▶ What you will do:
Which lines of the entries below include "stone"? List them all.

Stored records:

▼

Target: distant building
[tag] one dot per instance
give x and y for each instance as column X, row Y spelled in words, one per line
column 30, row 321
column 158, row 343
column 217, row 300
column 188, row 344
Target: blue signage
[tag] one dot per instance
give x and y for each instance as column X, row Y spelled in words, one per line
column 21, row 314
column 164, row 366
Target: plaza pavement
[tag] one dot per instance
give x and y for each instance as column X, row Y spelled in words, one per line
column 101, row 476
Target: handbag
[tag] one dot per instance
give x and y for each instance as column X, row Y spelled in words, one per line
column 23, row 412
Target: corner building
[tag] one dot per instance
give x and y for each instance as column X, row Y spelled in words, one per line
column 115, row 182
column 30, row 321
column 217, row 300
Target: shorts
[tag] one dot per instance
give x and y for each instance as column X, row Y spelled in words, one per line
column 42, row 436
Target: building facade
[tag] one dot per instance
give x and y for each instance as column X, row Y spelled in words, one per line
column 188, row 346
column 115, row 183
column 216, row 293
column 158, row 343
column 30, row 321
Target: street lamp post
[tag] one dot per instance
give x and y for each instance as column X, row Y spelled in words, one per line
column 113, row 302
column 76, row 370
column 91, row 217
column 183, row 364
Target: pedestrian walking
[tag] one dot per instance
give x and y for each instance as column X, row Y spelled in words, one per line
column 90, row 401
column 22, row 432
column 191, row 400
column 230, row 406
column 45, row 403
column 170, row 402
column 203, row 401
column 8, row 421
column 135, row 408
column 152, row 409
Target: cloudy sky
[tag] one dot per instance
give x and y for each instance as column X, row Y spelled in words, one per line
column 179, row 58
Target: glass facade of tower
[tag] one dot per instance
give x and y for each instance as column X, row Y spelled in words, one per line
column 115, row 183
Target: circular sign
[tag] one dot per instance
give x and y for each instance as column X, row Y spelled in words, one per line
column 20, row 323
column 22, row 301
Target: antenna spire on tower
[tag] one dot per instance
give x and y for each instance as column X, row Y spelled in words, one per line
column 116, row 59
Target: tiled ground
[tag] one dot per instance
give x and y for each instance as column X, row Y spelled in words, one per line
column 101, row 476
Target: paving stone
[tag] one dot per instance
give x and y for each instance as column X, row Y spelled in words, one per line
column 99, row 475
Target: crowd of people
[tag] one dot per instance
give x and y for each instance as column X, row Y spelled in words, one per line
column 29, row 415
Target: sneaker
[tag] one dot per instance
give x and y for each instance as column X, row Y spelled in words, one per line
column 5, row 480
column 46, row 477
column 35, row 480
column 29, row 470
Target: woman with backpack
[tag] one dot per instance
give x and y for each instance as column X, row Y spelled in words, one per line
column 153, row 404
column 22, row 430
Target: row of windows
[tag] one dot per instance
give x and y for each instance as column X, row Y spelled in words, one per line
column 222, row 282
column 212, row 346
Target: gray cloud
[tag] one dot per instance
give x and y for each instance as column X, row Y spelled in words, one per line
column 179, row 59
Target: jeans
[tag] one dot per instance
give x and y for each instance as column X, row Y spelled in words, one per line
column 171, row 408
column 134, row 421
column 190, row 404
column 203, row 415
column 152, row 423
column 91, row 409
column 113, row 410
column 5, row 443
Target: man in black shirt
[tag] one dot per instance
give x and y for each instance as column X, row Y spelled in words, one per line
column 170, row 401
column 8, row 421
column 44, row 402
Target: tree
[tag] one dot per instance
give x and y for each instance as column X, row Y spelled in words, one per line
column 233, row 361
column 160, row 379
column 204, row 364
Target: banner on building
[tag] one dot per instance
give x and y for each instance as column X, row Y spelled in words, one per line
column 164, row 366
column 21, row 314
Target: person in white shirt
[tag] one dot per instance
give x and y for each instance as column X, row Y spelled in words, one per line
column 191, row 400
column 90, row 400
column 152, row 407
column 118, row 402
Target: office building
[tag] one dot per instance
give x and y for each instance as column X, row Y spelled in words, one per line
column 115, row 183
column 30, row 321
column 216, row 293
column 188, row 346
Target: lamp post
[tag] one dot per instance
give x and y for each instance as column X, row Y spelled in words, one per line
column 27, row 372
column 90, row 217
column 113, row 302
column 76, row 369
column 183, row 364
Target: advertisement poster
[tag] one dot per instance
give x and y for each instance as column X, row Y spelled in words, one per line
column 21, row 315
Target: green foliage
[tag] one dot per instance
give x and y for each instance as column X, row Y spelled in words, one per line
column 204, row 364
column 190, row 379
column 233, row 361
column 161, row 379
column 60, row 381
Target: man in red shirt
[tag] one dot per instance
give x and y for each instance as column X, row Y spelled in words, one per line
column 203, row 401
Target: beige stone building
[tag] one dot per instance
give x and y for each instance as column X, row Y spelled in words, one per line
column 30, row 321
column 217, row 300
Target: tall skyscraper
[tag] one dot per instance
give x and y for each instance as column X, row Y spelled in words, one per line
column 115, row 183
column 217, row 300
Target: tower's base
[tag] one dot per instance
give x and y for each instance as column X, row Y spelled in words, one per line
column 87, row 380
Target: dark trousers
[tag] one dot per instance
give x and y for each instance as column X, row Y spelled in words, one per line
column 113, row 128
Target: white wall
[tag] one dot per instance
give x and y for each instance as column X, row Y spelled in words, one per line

▲

▶ Finished exercise:
Target: paving stone
Target: beige stone building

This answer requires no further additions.